## Begin RECORDS FOR THE TASK

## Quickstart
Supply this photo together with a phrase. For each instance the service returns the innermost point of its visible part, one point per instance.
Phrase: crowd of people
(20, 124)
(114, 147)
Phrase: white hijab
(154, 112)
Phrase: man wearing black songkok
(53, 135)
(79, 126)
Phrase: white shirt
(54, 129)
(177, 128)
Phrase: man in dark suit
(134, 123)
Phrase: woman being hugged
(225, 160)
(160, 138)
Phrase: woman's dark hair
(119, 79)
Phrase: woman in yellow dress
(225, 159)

## End RECORDS FOR THE TASK

### OBJECTIVE
Could you rewrite the part of the material from the line containing "Phrase: white hijab" through the end, keeping every phrase line and offsetting each point coordinate by 51?

### CORRECT RESPONSE
Phrase: white hijab
(205, 163)
Phrase: man wearing black songkok
(104, 186)
(130, 177)
Phrase: white shirt
(105, 180)
(228, 179)
Phrase: man in dark suit
(185, 174)
Phrase: woman being hugged
(276, 211)
(211, 189)
Phrase: woman's dark hair
(170, 130)
Phrase: woman in yellow dress
(276, 210)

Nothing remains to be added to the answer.